## WHAT THIS EXERCISE ASKS
**a)** In the examiner's response, rewrite the paragraph beginning "Examiner disagrees, Liu explicitly states" as a shorter bulleted list that keeps its main facts.
**b)** Transcribe word for word a part of the examiner's response: begin at the words "Others of applicant's" and stop after "set forth below.".

======== PROVIDED PASSAGE ========

Response to Arguments
Applicant's arguments filed 04/14/2022 have been fully considered but they are not persuasive. 
	With respect to the rejection under 35 U.S.C. 102
Applicant argues that Wen's primary and secondary loss and softmax loss is not the same as the claimed loss. Applicant arguers "In Wen, the Softmax loss is the primary loss function and the secondary loss function comprises a center loss function. No other loss functions are disclosed. As such, the overall loss function is a combination of the Softmax loss (the primary loss function) and the center loss (the secondary loss function…In Wen, the center loss (only) explicitly minimizes the intra-class variation. As a small by-product, it does tend to increase inter-class discrimination, but that is not by design. Planet loss or Copernican loss, does two things better than center loss; first it minimizes intra-class variation by using the cosine angular space and, second, it maximizes inter-class variation by using the sun loss (the third loss term)”
In response examiner notes that the joint loss function in Wen explicitly minimizes not only intra-class variation but also inter-class discrimination, as demonstrated in the rejection. (Wen pg 3 ¶01)  Whether or not the function is expressly "designed" for a particular purpose does not mean that the feature is not taught by Wen, in fact the feature in dispute is explicitly pointed out by Wen as a benefit.
Further, applicant argues "Claim 1 requires a primary loss function which may be, for example, a Softmax function (see claim 6) and, in addition, a secondary loss function comprising both a planetary loss function and a sun loss function, for a total of three loss functions…”
In response examiner notes, claim 1 does not require three loss functions only a primary loss and secondary loss, claim 1 presently merely states abstractly that the secondary loss is composed of a planetary loss and a sun loss. The center loss function of Wen achieves the functions set forth by both the planetary loss and sun loss, thus is equivalent to the secondary loss claimed. Further 
With respect to the rejection under 35 U.S.C. 103
Applicant argues "Liu, like Wen, teaches only minimizing the intra-class variations…First, with respect to claim 4, the Applicant would like to point out that neither Liu nor Wen teaches providing an explicit function to maximize the inter-class variations…In the present application, a separate loss function is provided for explicitly maximizing the inter-class variations, namely, the sun loss portion of the secondary loss function."
Examiner disagrees, Liu explicitly states that the loss function "enlarge[s] the centroid distance of samples across classes" this is equivalent to maximizing inter class variation.Further, while the application may broadly discuss that the "planetary loss portion" and "sun loss portion" are "separate loss functions" the present claims do not require this. Furthermore, Liu clearly discusses two distinct portions of the loss function which may be considered separate "functions" that achieve the same goals as the "sun" loss and "planetary" loss, In Liu, this is the numerator and denominator of the loss function.

Others of applicant's arguments in light of the amendments filed 02/01/2018 have been fully considered, accordingly, the rejection under 35 USC 101 has been withdrawn. 

Claim Interpretation 
	Examiner notes that the amended limitations of at least claim 1 is directed to a method for training a deep neural network to learn an increased discrimination by refining a deep neural network with backpropogating according to a particular type of loss function. The loss function is only passively “determined” as part of the backpropogating step, there is no active “determination” of a “loss” to be propagated. Therefore, are not given patentable weight. For the purposes of compact prosecution, the 102 and 103 rejections are set forth below.

======== EXTRACTED INFORMATION ========

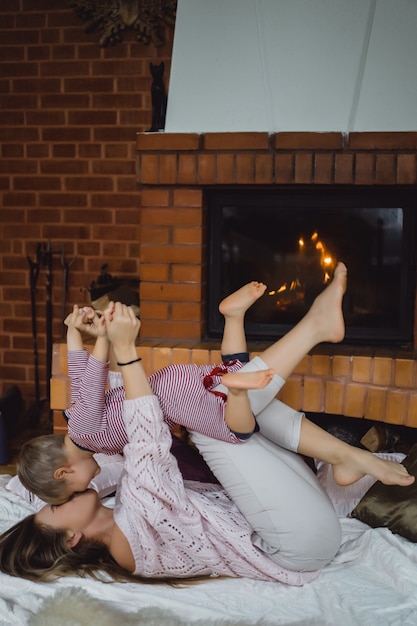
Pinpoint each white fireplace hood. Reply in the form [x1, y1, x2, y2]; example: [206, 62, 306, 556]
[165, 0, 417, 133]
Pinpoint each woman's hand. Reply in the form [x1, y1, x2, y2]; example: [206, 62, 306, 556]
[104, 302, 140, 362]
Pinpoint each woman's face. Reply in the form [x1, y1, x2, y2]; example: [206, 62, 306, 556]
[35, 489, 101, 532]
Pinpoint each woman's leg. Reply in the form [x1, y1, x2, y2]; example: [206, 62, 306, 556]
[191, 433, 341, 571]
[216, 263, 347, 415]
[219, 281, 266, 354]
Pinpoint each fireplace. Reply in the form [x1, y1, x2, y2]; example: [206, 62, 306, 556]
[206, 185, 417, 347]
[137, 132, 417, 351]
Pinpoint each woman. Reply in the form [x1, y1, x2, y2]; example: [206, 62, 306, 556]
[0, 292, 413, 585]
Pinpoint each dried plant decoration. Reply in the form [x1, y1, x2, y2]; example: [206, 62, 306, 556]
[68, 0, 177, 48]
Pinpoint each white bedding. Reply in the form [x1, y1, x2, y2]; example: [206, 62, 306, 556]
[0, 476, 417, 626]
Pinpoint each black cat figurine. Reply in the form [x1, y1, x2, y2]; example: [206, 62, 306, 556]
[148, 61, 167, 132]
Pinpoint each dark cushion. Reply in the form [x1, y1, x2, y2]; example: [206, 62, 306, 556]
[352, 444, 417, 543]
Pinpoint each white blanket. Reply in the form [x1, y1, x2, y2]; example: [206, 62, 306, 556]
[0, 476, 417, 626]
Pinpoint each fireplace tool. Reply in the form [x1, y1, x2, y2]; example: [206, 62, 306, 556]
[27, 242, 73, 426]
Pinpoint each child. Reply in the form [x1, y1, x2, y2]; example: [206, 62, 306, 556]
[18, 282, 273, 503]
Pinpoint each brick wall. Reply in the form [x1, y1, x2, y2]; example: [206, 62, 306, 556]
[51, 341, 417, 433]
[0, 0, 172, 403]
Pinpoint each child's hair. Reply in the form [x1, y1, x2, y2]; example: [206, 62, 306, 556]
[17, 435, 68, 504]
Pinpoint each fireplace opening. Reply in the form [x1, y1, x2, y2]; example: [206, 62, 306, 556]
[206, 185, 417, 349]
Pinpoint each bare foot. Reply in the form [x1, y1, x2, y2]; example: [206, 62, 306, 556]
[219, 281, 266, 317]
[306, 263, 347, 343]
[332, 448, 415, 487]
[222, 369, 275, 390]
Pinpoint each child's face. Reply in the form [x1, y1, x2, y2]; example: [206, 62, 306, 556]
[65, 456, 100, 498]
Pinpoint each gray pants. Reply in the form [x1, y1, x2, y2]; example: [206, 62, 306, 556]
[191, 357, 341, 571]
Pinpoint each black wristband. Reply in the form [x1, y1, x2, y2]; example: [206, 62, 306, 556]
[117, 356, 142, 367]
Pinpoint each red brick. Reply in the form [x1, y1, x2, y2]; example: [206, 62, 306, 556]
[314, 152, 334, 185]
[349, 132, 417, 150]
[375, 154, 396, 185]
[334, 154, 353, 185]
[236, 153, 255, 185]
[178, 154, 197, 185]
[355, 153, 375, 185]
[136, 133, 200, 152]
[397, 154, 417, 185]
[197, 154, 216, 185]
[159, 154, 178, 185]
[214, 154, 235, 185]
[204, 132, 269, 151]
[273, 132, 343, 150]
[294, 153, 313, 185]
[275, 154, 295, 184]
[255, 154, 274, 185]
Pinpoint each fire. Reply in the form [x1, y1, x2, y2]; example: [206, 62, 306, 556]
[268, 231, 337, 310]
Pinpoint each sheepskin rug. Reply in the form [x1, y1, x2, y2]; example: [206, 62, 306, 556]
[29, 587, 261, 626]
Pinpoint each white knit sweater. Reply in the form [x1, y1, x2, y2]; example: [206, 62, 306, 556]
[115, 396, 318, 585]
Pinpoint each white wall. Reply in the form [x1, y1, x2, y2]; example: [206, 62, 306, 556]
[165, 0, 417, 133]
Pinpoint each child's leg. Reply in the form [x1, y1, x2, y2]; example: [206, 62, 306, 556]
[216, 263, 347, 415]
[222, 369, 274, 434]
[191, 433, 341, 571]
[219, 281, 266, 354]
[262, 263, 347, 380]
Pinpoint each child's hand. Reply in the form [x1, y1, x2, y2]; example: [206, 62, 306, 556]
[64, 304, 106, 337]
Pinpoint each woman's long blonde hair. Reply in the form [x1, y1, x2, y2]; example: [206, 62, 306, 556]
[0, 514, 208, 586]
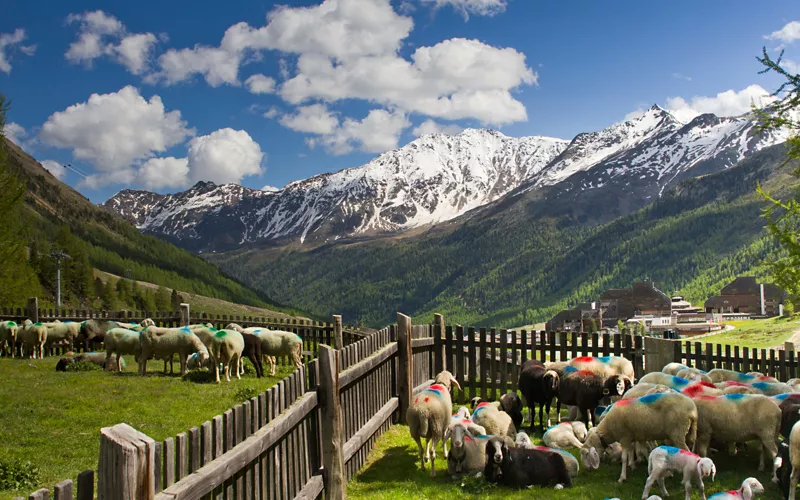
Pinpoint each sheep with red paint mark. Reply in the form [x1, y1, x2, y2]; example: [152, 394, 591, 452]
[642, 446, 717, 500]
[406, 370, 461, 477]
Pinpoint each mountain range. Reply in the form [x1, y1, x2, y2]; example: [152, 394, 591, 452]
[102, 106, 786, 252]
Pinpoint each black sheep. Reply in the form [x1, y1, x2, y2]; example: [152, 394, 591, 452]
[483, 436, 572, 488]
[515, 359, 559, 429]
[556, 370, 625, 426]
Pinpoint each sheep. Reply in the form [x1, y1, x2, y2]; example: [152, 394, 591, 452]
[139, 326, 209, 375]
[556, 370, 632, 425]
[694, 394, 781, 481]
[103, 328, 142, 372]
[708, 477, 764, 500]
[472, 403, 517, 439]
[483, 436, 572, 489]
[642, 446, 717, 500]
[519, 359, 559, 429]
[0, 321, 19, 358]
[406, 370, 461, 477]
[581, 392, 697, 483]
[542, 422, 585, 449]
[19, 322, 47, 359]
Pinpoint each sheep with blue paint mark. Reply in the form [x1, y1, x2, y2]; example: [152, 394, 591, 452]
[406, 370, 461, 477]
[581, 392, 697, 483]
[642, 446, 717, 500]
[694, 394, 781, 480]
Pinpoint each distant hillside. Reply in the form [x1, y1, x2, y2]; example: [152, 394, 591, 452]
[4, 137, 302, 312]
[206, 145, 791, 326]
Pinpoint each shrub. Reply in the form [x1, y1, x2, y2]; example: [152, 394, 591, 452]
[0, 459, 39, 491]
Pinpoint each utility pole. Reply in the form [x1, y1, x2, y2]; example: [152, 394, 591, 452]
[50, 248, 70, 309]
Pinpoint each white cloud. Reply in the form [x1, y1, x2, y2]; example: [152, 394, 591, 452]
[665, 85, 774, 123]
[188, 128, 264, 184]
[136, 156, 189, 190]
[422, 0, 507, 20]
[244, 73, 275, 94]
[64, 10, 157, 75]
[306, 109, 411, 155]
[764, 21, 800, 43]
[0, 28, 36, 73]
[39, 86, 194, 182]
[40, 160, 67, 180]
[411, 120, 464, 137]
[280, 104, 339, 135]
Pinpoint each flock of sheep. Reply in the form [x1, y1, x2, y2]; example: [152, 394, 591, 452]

========

## RESPONSES TO THE EXERCISE
**a)**
- The examiner disagrees with the applicant.
- Liu states that its loss function "enlarge[s] the centroid distance of samples across classes," which the examiner treats as equivalent to maximizing inter-class variation.
- The application may broadly describe the "planetary loss portion" and "sun loss portion" as "separate loss functions," but the present claims do not require this.
- Liu discusses two distinct portions of its loss function, the numerator and the denominator. These may be considered separate "functions" that achieve the same goals as the "sun" loss and "planetary" loss.

**b)**
Others of applicant's arguments in light of the amendments filed 02/01/2018 have been fully considered, accordingly, the rejection under 35 USC 101 has been withdrawn. 

Claim Interpretation 
	Examiner notes that the amended limitations of at least claim 1 is directed to a method for training a deep neural network to learn an increased discrimination by refining a deep neural network with backpropogating according to a particular type of loss function. The loss function is only passively “determined” as part of the backpropogating step, there is no active “determination” of a “loss” to be propagated. Therefore, are not given patentable weight. For the purposes of compact prosecution, the 102 and 103 rejections are set forth below.